* _Exercise requirements_
Decide whether each statement below agrees with the text on drug-related harms, answering yes or no and quoting the words of the text that settle it: (a) Statbel hosts the general mortality register. (b) The Belgian national burden of disease study covers 50 key diseases. (c) The Euro-DEN Plus expert network was set up at the national level.
[Reading text]
Many drugs have intoxicating effects that contribute to potential harms. Harmful effects can originate from a single occasion of drug use, such as an overdose or an injury resulting from intoxication, or from chronic use potentially associated with a diagnosis of dependence or addiction, such as health problems, a range of social, legal, financial, or emotional problems.
Sciensano’s Unit Illicit drugs monitors the following harms closely:
Drug-related mortality are key harms associated with substance use and have a significant contribution to premature mortality among adults.
- Monitoring nation-wide, population-based statistics on deaths directly attributable to the use of drugs is possible through the general mortality register hosted by Statbel.
- Mortality can also be partly monitored through the registrations of specific post-mortem drug analyses within the Belgian Early Warning System on Drugs (BEWSD) project.
Non-fatal overdoses or Emergency admissions
A unique insight into acute health harms can be provided by hospital emergency services, which widen the scope of monitoring health consequences of drug use. For the moment, the Unit Illicit drugs can rely on the Euro-DEN Plus expert network set up at the European level, which reports drug-related hospital emergencies from a network of sentinel hospitals across Europe.
Driving under the influence
Driving under the influence is the offense of driving, operating or being in control of a vehicle while impaired by alcohol or drugs (both recreational drugs and those prescribed by physicians). Lab results from blood or oral fluid tests are shared with the Unit Illicit drugs.
Drug-related infectious diseases
Sharing of drug use equipment (e.g. to inject or to inhale) increases the risk of transmitting and acquiring blood-borne infections, such as HIV, hepatitis B or C viruses (HBV and HCV), and invasive bacterial infections. These drug-related infectious diseases constitute a high morbidity and mortality burden among people who inject drugs and people who inhale drugs. Drug use before and during sex is also linked to an increased risk to get infected by viruses such as HIV, HCV and bacterial sexually transmitted infections.
To monitor these drug-related infectious diseases, the Unit Illicit drugs:
- analyses the HIV register managed by Sciensano, TBC register and the registrations of the medical social care centres in Belgium.
- actively undertakes specific studies (e.g. Push, PRS20).
High-risk drug use
This indicator collects data on the prevalence and incidence of recurrent drug use that is causing actual harms (negative consequences) to a person (including dependence, but also other health, psychological or social problems), or is placing that person at a high risk of suffering. Two well known drug use patterns considered as high-risk drug use are injecting drug use and opioid use. These types of drug use can be monitored mainly through the treatment demand indicator (TDI) or through specific projects that include self-reported questionnaires (e.g. Push or Drug Vibes).
Mental health comorbidities
Mental health problems are common among people with a substance use disorder. These patients exhibit more severe clinical and psychosocial problems than those patients without additional mental health problems.
Self-reported questionnaires can assess the presence of mental health comorbidities. These tools can be included in surveys such as Drug Vibes and the Health Interview Survey.
Sciensano also monitors the pilot-project ‘dual diagnose’ of the ministry of Public Health, which created 2 specific units in hospitals for the treatment of patients with a diagnosis of both mental health and addiction.
Burden of disease
The Belgian national burden of disease study quantifies the health impact of 37 key diseases, including drug and alcohol use disorders, in terms of Disability-Adjusted Life Years (healthy life years lost due to morbidity and mortality).
[/Reading text]
[Recorded data]
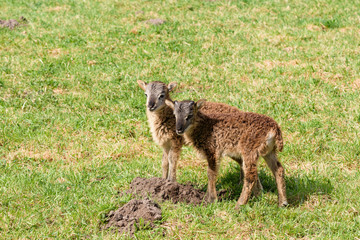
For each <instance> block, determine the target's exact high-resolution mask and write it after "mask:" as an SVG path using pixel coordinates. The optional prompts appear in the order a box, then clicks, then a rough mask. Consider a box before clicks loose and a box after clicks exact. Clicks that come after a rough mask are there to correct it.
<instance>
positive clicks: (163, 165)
mask: <svg viewBox="0 0 360 240" xmlns="http://www.w3.org/2000/svg"><path fill="white" fill-rule="evenodd" d="M137 83H138V85H139V86H140V88H141V89H143V90H144V92H145V95H146V97H147V100H146V115H147V117H148V122H149V125H150V131H151V133H152V137H153V139H154V141H155V142H156V143H157V144H159V145H160V146H161V147H162V148H163V157H162V171H163V172H162V177H163V178H167V179H169V180H171V181H176V166H177V162H178V159H179V156H180V152H181V148H182V146H183V145H184V138H183V136H180V135H178V134H176V131H175V122H176V121H175V116H174V113H173V110H172V109H171V108H170V107H168V106H167V105H166V104H165V100H170V101H171V98H170V95H169V92H170V91H172V90H173V89H174V88H175V87H176V83H170V84H168V85H166V84H165V83H163V82H160V81H155V82H150V83H145V82H144V81H141V80H138V81H137ZM201 111H202V112H205V113H206V112H217V113H234V114H236V113H238V112H239V109H237V108H235V107H232V106H229V105H226V104H223V103H214V102H206V103H205V104H204V105H203V107H202V109H201ZM233 159H234V160H235V161H237V162H238V163H239V164H240V166H242V159H241V158H239V157H235V156H234V157H233ZM261 190H262V186H261V183H260V181H259V180H257V184H256V186H255V189H254V194H255V195H257V194H259V193H260V192H261Z"/></svg>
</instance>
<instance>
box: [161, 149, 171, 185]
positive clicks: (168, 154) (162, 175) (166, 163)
mask: <svg viewBox="0 0 360 240" xmlns="http://www.w3.org/2000/svg"><path fill="white" fill-rule="evenodd" d="M169 150H170V148H163V158H162V165H161V167H162V171H163V175H162V178H165V179H167V178H168V176H169V160H168V156H169Z"/></svg>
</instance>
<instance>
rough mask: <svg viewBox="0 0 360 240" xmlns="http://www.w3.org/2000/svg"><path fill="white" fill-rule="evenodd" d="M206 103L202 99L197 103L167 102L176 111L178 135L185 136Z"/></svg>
mask: <svg viewBox="0 0 360 240" xmlns="http://www.w3.org/2000/svg"><path fill="white" fill-rule="evenodd" d="M205 101H206V100H205V99H201V100H199V101H197V102H194V101H189V100H186V101H181V102H178V101H174V102H172V101H170V100H166V104H167V105H168V106H169V107H171V108H172V109H173V110H174V115H175V118H176V133H177V134H179V135H183V134H184V133H185V132H186V131H187V130H189V129H190V128H191V126H192V125H193V124H194V122H195V119H196V114H197V111H198V110H199V109H200V108H201V106H202V105H203V103H204V102H205Z"/></svg>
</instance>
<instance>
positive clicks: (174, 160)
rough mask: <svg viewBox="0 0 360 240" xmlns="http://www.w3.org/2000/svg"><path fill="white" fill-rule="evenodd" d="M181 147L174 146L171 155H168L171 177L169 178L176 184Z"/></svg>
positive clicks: (168, 178)
mask: <svg viewBox="0 0 360 240" xmlns="http://www.w3.org/2000/svg"><path fill="white" fill-rule="evenodd" d="M180 153H181V146H177V145H175V146H172V147H171V149H170V151H169V154H168V162H169V175H168V178H167V179H169V180H170V181H172V182H176V167H177V162H178V159H179V157H180Z"/></svg>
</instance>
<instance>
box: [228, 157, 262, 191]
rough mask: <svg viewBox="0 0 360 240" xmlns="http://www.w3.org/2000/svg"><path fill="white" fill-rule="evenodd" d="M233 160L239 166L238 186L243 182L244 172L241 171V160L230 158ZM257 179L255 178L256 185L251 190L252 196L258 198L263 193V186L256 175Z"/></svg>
mask: <svg viewBox="0 0 360 240" xmlns="http://www.w3.org/2000/svg"><path fill="white" fill-rule="evenodd" d="M232 159H234V160H235V161H236V162H237V163H238V164H239V165H240V179H239V184H242V183H243V180H244V170H243V167H242V164H243V163H242V159H241V158H234V157H233V158H232ZM257 176H258V178H257V181H256V184H255V186H254V188H253V191H252V192H253V194H254V196H259V195H260V194H261V193H262V192H263V191H264V188H263V186H262V185H261V182H260V178H259V175H257Z"/></svg>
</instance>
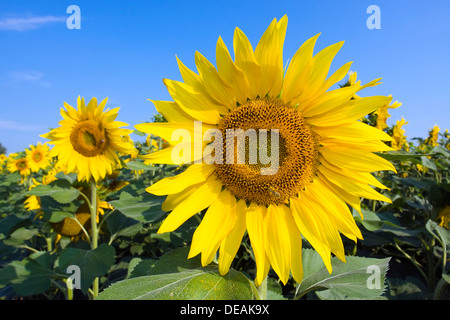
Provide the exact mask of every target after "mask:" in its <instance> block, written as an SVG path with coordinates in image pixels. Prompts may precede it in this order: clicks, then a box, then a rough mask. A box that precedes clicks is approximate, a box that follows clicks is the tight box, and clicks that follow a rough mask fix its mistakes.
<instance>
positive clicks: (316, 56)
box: [136, 16, 395, 286]
mask: <svg viewBox="0 0 450 320" xmlns="http://www.w3.org/2000/svg"><path fill="white" fill-rule="evenodd" d="M286 28H287V17H286V16H284V17H283V18H282V19H280V20H279V21H277V20H276V19H274V20H273V21H272V23H271V24H270V26H269V27H268V28H267V30H266V31H265V33H264V34H263V35H262V37H261V39H260V41H259V43H258V45H257V46H256V49H255V50H253V48H252V45H251V44H250V41H249V40H248V38H247V37H246V36H245V34H244V33H243V32H242V31H241V30H240V29H239V28H236V29H235V33H234V39H233V46H234V57H235V58H234V61H233V59H232V58H231V55H230V53H229V51H228V49H227V48H226V46H225V43H224V42H223V40H222V39H221V38H220V37H219V39H218V41H217V46H216V62H217V69H216V68H215V67H214V65H213V64H211V63H210V62H209V61H208V60H207V59H206V58H205V57H204V56H203V55H201V54H200V53H198V52H196V54H195V63H196V67H197V70H198V73H196V72H194V71H192V70H190V69H188V68H187V67H186V66H185V65H184V64H183V63H182V62H181V61H180V60H178V58H177V60H178V65H179V69H180V71H181V75H182V78H183V81H184V82H180V81H173V80H168V79H165V80H164V83H165V85H166V87H167V89H168V91H169V94H170V95H171V97H172V98H173V100H174V101H153V103H154V104H155V107H156V109H157V111H158V112H159V113H161V114H162V115H163V116H164V117H165V118H166V119H167V120H168V122H167V123H143V124H138V125H136V129H138V130H140V131H142V132H145V133H152V134H155V135H158V136H160V137H162V138H164V139H166V140H167V141H168V143H170V146H169V147H167V148H165V149H163V150H160V151H158V152H155V153H151V154H148V155H145V156H144V157H145V158H146V160H148V161H152V162H154V163H167V164H173V163H175V164H179V163H180V162H179V161H178V159H175V158H177V157H173V154H175V155H176V154H177V153H178V151H180V150H183V152H184V151H186V150H189V147H192V146H194V152H190V153H189V154H188V155H187V160H188V161H187V163H188V164H189V163H190V166H189V167H188V168H187V169H186V170H185V171H184V172H182V173H180V174H179V175H177V176H174V177H168V178H165V179H163V180H160V181H158V182H156V183H155V184H153V185H151V186H150V187H148V188H147V189H146V190H147V191H148V192H150V193H153V194H155V195H167V198H166V200H165V201H164V203H163V205H162V208H163V210H165V211H171V213H170V214H169V215H168V216H167V218H166V219H165V220H164V221H163V223H162V225H161V226H160V228H159V230H158V232H159V233H164V232H171V231H173V230H175V229H177V228H178V227H179V226H180V225H181V224H183V223H184V222H185V221H186V220H187V219H189V218H190V217H191V216H193V215H195V214H197V213H199V212H202V211H203V210H205V214H204V216H203V219H202V222H201V224H200V225H199V227H198V228H197V229H196V231H195V233H194V235H193V239H192V244H191V247H190V252H189V255H188V258H190V257H194V256H196V255H198V254H201V261H202V264H203V265H207V264H209V263H210V262H212V260H213V258H214V257H215V255H216V253H217V251H218V253H219V257H218V263H219V270H220V273H221V274H226V273H227V272H228V270H229V268H230V265H231V263H232V261H233V259H234V257H235V255H236V253H237V250H238V248H239V246H240V243H241V241H242V238H243V236H244V234H245V232H247V233H248V236H249V239H250V243H251V246H252V249H253V252H254V256H255V261H256V266H257V271H256V276H255V284H256V285H257V286H259V285H260V284H261V283H262V281H263V280H264V279H265V277H266V276H267V274H268V271H269V269H270V267H272V269H273V270H274V271H275V272H276V273H277V274H278V276H279V278H280V280H281V281H282V282H283V283H286V282H287V281H288V279H289V275H290V273H291V274H292V276H293V278H294V280H296V281H298V282H299V281H301V280H302V277H303V268H302V257H301V247H302V236H303V237H304V238H305V239H307V240H308V241H309V243H310V244H311V245H312V246H313V247H314V248H315V249H316V250H317V252H318V253H319V254H320V256H321V257H322V259H323V262H324V264H325V266H326V268H327V269H328V271H329V272H331V271H332V267H331V253H333V254H334V255H336V256H337V257H338V258H339V259H341V260H343V261H345V254H344V247H343V242H342V239H341V235H340V234H343V235H345V236H346V237H347V238H349V239H351V240H354V241H356V240H357V239H362V235H361V232H360V230H359V228H358V227H357V225H356V223H355V220H354V219H353V216H352V213H351V211H350V208H349V206H350V207H353V208H355V209H356V210H357V211H358V212H359V213H360V214H361V207H360V198H361V197H364V198H368V199H374V200H381V201H386V202H390V199H389V198H387V197H386V196H384V195H382V194H380V193H378V192H377V191H376V190H375V189H373V188H372V186H374V187H378V188H381V189H385V188H386V187H384V186H383V185H382V184H381V183H379V182H378V180H377V179H376V178H375V177H374V176H372V175H371V172H374V171H380V170H392V171H395V168H394V166H393V165H392V164H391V163H390V162H388V161H386V160H385V159H383V158H382V157H380V156H378V155H376V154H374V153H373V152H374V151H387V150H392V148H390V147H388V146H387V145H386V144H384V143H383V142H382V140H385V141H388V140H392V139H391V137H390V136H389V135H387V134H386V133H384V132H383V131H381V130H379V129H376V128H374V127H371V126H369V125H366V124H364V123H362V122H360V121H358V119H360V118H361V117H362V116H364V115H366V114H368V113H370V112H373V111H375V110H377V109H378V108H380V107H381V106H383V105H386V104H387V103H389V102H390V101H391V97H385V96H371V97H360V98H358V99H352V97H353V96H354V95H355V94H356V93H357V92H359V91H361V90H362V89H364V88H366V87H368V86H373V85H375V84H377V83H378V81H379V79H376V80H374V81H372V82H369V83H368V84H366V85H352V86H343V87H340V88H337V89H331V87H332V86H333V85H334V84H336V83H337V82H339V81H341V80H342V79H343V78H344V77H345V76H346V75H347V74H348V72H349V69H350V65H351V62H349V63H346V64H345V65H343V66H342V67H340V68H339V69H338V70H337V71H335V72H334V73H332V74H331V75H330V76H328V77H327V75H328V71H329V68H330V65H331V62H332V60H333V58H334V56H335V55H336V54H337V52H338V51H339V49H340V48H341V46H342V44H343V42H339V43H336V44H333V45H331V46H329V47H326V48H325V49H323V50H321V51H320V52H318V53H317V54H315V55H313V49H314V46H315V42H316V40H317V38H318V36H319V35H316V36H314V37H312V38H310V39H309V40H307V41H306V42H305V43H304V44H303V45H302V46H301V47H300V48H299V49H298V51H297V52H296V53H295V54H294V56H293V58H292V59H291V60H290V63H289V65H288V66H287V70H286V73H284V69H283V67H284V63H283V43H284V38H285V33H286ZM198 122H201V124H202V126H198V125H196V124H198ZM180 129H181V130H182V131H183V130H187V131H188V132H190V136H191V137H194V139H188V138H189V137H186V136H181V137H182V138H183V139H182V142H180V141H179V139H180V135H179V134H178V133H179V132H180V131H179V130H180ZM250 129H253V132H256V137H257V139H258V142H260V141H262V137H264V133H265V134H266V136H267V137H268V136H269V134H268V132H269V131H268V130H271V132H275V133H276V132H278V148H275V149H273V150H274V152H275V151H278V159H277V160H279V161H278V163H279V166H278V170H277V171H276V172H274V171H272V173H271V174H263V169H268V166H269V164H268V163H267V162H266V161H265V160H264V159H263V158H264V157H263V158H260V159H259V160H257V161H256V162H252V161H249V156H250V147H249V144H247V143H246V144H245V148H241V149H240V150H241V153H240V156H245V158H244V159H245V161H244V162H243V163H236V162H233V161H230V162H229V163H227V161H226V160H227V159H228V158H227V157H226V156H224V154H225V153H226V150H228V149H230V150H233V143H232V141H229V140H227V139H228V136H227V139H223V140H224V141H225V142H224V143H223V144H222V149H221V148H220V143H217V144H214V143H210V142H211V140H213V137H211V138H210V139H209V138H208V132H215V133H216V135H214V142H216V140H215V139H216V137H220V134H221V135H222V137H224V136H225V135H226V133H227V130H236V131H238V130H245V132H248V131H249V130H250ZM209 130H212V131H209ZM219 133H220V134H219ZM202 135H203V140H206V141H203V142H201V143H197V146H198V145H199V144H200V145H201V148H202V149H201V150H203V154H205V153H206V154H210V155H211V156H212V157H213V158H215V159H216V161H212V162H211V161H205V159H204V160H203V161H202V160H201V154H199V152H198V149H199V148H195V141H198V140H196V139H195V137H196V136H197V137H198V136H200V141H202V140H201V137H202ZM209 136H211V135H209ZM270 137H272V136H271V135H270ZM274 137H275V138H276V137H277V135H274ZM185 139H186V140H185ZM218 141H220V140H218ZM265 142H266V148H267V146H268V145H274V146H276V145H277V143H276V140H273V139H272V138H270V139H266V140H265ZM213 145H215V146H216V147H214V146H213ZM180 147H186V148H185V149H182V148H180ZM212 149H213V151H211V150H212ZM191 150H192V149H191ZM235 150H236V148H235ZM261 150H262V151H263V150H264V149H261ZM261 150H259V149H258V150H257V153H258V154H259V155H260V156H261V155H263V154H264V152H261ZM270 150H272V149H270ZM206 151H208V152H206ZM266 151H267V149H266ZM238 153H239V150H238ZM252 154H253V153H252ZM267 155H268V156H271V155H269V152H268V153H267ZM272 155H273V154H272ZM183 158H184V159H185V158H186V157H183ZM199 158H200V161H199ZM241 159H242V158H241ZM257 159H258V158H257ZM273 159H274V162H275V157H273ZM221 160H223V161H221ZM263 160H264V161H263ZM264 173H265V171H264Z"/></svg>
[/Recorded data]
* _Exercise response_
(a) Yes: "the general mortality register hosted by Statbel"
(b) No: "quantifies the health impact of 37 key diseases"
(c) No: "the Euro-DEN Plus expert network set up at the European level"